→ **Selected passage**:
Thank you Lisa Malcolm for the provocation to write more about how to give good feedback – here are some of my thoughts, although I am sure you (and others) will have more to add …
First, all feedback will provoke a reaction. For example, Lisa commented on one of my LinkedIn posts, talking about the importance of giving feedback, suggesting that I (someone) talk more about how to give it, acknowledging that we all know it’s needed.
My reaction was – gosh, Lisa’s right. Knowing feedback is important to give is one thing, understanding how to offer it is quite another.
Kubler Ross explored the impacts of change in grief depicted through her Grief Cycle or Change Curve image:
What’s important to know is that we all, whether receiving positive or development feedback, will visit some or all of these points on the curve. Some of us process fast and whiz through the stages quickly coming to acceptance easily; some of us take longer (minutes, hours, days and even months) to go through the same process. Others of us rock back and forth between stages making progress and then retrenching into pockets of doubt and reflection. This model helps us understand what may be going on for a receiver of feedback - it most certainly is not a one size fits all guide. Feedback givers therefore need to become friends with being patient, allowing space for others to process as they need to, not as we might like or want them to – even if that desire for someone to ‘get over’ or through their journey of processing may come from a loving place.
In giving feedback there are things to avoid and things to consider. Being properly and thoroughly prepared is paramount. After all, all feedback is a gift … especially so when it has been thoughtfully chosen, beautifully wrapped, and offered with a gift receipt … (more on this later!).
Feedback receiving – things to know
When receiving feedback know that you will be impacted. Because of this, it’s important to take time to process. So, there’s only one response to give to feedback … yep, only one!
To say Thank You!
Then, allow yourself time to process the information and reflect on whether there is merit in what has been offered to you. If there is and there’s learning in there for you – take it, absorb the message, act on it, develop yourself, do more of that great thing, do less of that awkward thing, buy more things in that colour! If it’s really not resonant to you, employ the power of the metaphorical gift receipt – and let the gift go.
Not all feedback is fact. Sometimes it can be an opinion; a perception (sure another’s reality although not necessarily our own, or even accurate); a projection (we react most strongly in others to those things we dislike in ourselves).
When you are leaning in to be dismissive – “oh, it’s what I always do” … “aw, it’s just my job” … “this?! It’s just an old thing” … STOP. Say “thank you” instead and reserve your time to consider what’s been offered.
When you feel yourself rising in defence – do the same … “Ah, ok, thank you.”
Notice how you respond and react to receiving feedback. Know that no matter how clumsy someone is being in their offer, mostly, the offer is coming from a good place. Mostly, the offer will be painful or embarrassing somehow for the individual to give. Mostly, they will be saying something in service of you developing yourself.
Feedback giving – things to know
Now, for all you feedback givers out there … oh, hang on, that’ll be all of us! Here are three key things for you to think about, and plan for:
2) Cut the bullshit (sandwiches)

→ **Data excerpts**:
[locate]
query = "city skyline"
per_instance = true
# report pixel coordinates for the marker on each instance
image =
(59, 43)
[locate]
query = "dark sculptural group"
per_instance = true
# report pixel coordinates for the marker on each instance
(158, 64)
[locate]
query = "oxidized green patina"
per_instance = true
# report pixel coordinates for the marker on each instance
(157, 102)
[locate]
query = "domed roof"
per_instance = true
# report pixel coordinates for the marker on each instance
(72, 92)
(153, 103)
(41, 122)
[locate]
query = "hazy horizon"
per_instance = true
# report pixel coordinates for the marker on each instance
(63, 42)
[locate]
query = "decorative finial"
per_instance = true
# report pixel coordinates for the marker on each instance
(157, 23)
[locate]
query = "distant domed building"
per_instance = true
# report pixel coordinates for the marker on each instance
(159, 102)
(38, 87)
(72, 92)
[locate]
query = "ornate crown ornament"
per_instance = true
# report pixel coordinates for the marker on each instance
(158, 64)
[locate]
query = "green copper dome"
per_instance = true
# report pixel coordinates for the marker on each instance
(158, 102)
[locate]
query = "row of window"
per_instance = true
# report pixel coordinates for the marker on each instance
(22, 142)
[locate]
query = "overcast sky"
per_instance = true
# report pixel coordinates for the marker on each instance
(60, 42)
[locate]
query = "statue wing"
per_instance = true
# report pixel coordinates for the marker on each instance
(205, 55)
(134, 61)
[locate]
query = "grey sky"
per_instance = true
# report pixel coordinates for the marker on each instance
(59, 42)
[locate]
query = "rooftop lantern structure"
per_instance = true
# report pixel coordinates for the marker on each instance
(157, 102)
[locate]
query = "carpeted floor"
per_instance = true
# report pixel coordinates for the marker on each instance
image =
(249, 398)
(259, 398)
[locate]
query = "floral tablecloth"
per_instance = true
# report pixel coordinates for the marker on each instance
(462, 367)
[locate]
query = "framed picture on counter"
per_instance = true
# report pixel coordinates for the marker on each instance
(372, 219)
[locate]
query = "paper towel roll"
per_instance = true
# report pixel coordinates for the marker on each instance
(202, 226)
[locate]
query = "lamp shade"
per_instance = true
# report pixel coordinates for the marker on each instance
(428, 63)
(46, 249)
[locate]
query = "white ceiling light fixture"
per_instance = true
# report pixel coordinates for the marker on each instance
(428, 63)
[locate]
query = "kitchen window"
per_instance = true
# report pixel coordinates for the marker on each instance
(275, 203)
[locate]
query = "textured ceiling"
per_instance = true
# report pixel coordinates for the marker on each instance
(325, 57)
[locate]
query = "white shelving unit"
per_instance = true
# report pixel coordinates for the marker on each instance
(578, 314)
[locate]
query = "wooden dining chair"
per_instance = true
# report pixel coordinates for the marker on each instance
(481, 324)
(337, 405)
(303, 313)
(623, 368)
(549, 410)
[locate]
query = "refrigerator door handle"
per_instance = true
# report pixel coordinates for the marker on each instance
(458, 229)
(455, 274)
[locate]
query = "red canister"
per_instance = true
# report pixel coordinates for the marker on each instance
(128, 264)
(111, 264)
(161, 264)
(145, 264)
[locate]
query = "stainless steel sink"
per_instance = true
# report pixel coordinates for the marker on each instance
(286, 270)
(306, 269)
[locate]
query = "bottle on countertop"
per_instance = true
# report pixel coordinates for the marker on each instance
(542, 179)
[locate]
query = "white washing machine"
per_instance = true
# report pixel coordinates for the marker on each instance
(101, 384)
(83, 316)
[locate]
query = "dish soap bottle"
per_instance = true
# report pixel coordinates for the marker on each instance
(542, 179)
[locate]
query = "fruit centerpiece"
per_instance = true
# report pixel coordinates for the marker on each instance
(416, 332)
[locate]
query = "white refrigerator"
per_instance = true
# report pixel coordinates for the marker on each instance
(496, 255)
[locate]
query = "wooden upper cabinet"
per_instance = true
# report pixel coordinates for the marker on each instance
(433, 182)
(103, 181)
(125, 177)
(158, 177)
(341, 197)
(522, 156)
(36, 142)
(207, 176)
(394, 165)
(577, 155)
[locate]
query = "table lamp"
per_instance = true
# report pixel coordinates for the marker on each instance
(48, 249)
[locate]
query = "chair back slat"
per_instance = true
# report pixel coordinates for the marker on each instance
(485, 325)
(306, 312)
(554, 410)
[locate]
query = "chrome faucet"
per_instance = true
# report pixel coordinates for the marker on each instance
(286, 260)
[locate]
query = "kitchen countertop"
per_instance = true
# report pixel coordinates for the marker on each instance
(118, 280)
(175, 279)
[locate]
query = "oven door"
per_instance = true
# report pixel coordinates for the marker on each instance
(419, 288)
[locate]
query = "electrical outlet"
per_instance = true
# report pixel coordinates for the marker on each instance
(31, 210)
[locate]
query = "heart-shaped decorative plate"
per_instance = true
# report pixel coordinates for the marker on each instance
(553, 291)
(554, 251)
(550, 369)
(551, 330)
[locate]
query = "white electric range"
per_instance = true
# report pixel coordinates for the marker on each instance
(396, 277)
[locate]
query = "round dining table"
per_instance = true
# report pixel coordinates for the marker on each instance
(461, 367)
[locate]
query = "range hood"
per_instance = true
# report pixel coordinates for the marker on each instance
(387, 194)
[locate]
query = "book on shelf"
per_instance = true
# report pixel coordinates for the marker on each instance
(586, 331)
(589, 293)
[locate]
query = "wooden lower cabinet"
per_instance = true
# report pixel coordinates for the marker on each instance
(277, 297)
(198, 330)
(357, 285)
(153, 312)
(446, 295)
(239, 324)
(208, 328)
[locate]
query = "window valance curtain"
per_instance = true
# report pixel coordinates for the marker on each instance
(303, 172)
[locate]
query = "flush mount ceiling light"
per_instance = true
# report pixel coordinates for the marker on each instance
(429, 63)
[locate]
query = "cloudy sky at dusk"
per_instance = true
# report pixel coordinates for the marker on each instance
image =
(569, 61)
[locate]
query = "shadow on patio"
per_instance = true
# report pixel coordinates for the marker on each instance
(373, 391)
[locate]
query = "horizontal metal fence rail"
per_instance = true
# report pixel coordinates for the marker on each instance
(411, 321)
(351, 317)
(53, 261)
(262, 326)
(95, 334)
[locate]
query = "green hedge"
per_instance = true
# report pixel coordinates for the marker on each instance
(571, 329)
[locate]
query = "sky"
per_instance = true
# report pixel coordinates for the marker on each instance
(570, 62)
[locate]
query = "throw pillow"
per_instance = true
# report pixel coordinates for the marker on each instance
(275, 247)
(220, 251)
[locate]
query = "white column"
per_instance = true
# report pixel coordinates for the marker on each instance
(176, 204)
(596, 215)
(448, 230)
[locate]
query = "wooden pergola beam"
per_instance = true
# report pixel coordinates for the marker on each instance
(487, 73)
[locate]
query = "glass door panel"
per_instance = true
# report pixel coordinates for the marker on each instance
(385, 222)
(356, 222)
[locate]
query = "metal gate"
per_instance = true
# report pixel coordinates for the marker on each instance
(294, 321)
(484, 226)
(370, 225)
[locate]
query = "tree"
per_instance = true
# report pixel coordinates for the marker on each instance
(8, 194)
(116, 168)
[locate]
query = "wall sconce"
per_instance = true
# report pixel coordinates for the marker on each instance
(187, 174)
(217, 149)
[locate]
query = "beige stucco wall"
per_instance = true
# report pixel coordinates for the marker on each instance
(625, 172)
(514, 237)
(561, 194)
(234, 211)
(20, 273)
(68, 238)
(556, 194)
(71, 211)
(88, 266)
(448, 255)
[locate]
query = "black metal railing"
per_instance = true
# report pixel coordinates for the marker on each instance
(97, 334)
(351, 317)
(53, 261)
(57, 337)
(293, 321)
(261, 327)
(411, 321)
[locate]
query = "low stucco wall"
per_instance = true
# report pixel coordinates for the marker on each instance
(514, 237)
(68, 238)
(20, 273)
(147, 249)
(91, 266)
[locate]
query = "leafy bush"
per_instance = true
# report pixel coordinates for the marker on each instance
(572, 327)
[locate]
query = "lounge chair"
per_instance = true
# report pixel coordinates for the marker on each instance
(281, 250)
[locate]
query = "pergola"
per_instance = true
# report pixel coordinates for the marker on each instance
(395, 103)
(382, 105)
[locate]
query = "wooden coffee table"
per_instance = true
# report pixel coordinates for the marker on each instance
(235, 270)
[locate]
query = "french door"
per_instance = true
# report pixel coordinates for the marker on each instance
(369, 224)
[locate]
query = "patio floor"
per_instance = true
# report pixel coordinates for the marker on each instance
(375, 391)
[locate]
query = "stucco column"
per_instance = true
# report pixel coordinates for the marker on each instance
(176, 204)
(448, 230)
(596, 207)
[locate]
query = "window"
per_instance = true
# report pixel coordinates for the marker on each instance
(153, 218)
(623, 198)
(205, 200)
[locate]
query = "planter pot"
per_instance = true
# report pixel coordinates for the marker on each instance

→ **Problems to work on**:
[A] Reproduce the piece on giving and receiving feedback, starting with "To say Thank" and going on through "the gift go.".
[B] Write what comes next in the piece on giving and receiving feedback, continuing from the point where it stops.

→ **Answers in order**:
[A]
To say Thank You!
Then, allow yourself time to process the information and reflect on whether there is merit in what has been offered to you. If there is and there’s learning in there for you – take it, absorb the message, act on it, develop yourself, do more of that great thing, do less of that awkward thing, buy more things in that colour! If it’s really not resonant to you, employ the power of the metaphorical gift receipt – and let the gift go.

[B]
3) FEEL your way into the dialogue
I’ve spoken about this before – a reminder of what I mean though. When we are giving feedback – especially in a formal setting (like a monthly 1:1 or an annual review) – I believe it’s really important to be unambiguous about what you’re going to do and say. For example, mumbling in an unfocused way about all the things you’re going to cover, jumping between subjects, is unhelpful for the listener and discourteous of both their time and intelligence. Help the listener to understand the process you’re going to follow.
For example: ‘I’d like to share some observations of your performance in a few different circumstances. I’d like to share thoughts on positive contributions as well as areas where I think it will be important for you to focus on development in service of your career growth. I’d like to hear from you about your reactions and plans and, I would like to know what I could do more of or less of as your … leader, manager, friend … (*delete as appropriate).
Be clear this is a two-way dialogue – not a one-way street.
Be clear that some of the feedback (only when this is the case obviously!) may be tricky to give/hear – although it is in service of development, improvement, and building towards a successful outcome.
Be clear you are there, as the feedback giver, to support the receiver, to continue to be connected and to follow up with how to sustain great behaviours or improve skills, capabilities and approaches.
2) Cut the bullshit (sandwiches)
This sarnie concoction is simply THE WORST way to give feedback and says much more about the feedback giver than the receiver. It is a ploy often used to ‘soften the blow’ of difficult messages.
Here’s the thing. THAT’S UNHELPFUL! A receiver of a message delivered like this will often be confused. And nothing sticks. They leave feeling totally deflated and unsure of the genuineness and intent of any of the messaging. Good – bad – good. The good gets lost and uncelebrated, the bad stands out like a sore thumb and is invariably unexplored. Rather it’s dumped on the receiver’s lap as a ‘here’s your problem – you pop off and deal with it … OK?’ thing.
If you practice this form of feedback giving … STOP! Stop, at once and become more sophisticated in your storytelling. Help someone to understand, take time to explore, hear their perspective, learn what is happening for that individual … put simply – get out of your own way, get over your own discomforts and care more!
If you wanted the responsibility of a more senior role, take that responsibility seriously. It’s mostly about looking after your people and supporting them to be the best they can possibly be; to thrive in your wardship. That’s no mean undertaking and NOT to be taken lightly.
3) FEEL your way into the dialogue
A mnemonic to help remember the fundamentals of giving feedback. Use this model to plan for your feedback sessions…
Facts – only feedback what you have personally witnessed, experienced, seen, heard because only then will your message be resonant. If you have to give third party feedback, give it openly and honestly as that. “In my due diligence for this conversation I asked a few colleagues for a point of view and this is what they had to say … “. Anything that is not personally gathered from your lived experience cannot be presented as a FACT. It can only be conjecture.
Emotions – own, understand and explain the impact that the observations you are sharing have had on you. Speak from I, speak from a place of personal acknowledgement.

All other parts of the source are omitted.